Provided data:
>> start

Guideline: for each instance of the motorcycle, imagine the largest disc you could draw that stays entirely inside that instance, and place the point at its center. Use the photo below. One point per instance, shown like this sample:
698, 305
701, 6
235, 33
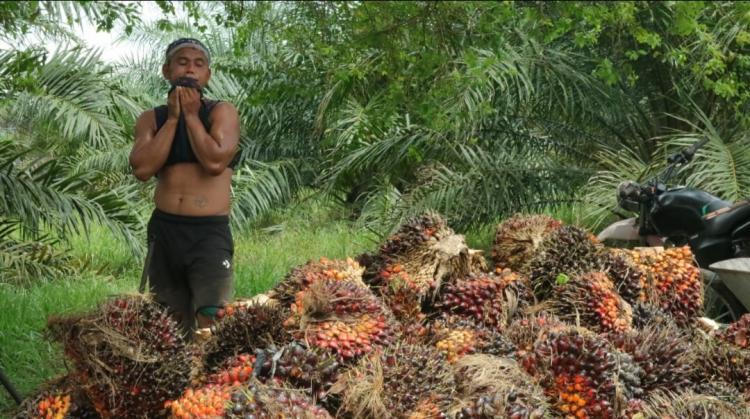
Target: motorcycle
717, 231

>> end

What to do:
Copy out the records above line for line, leaving out the pictures.

Reply to the task:
Guideline: for each instance of the motorcycle, imagine the largest disc you could draw that stays entirely inside that instance, and place the point at its center. Use the photo below. One point per instance, shown like this sample:
698, 305
701, 6
235, 33
Target: motorcycle
717, 231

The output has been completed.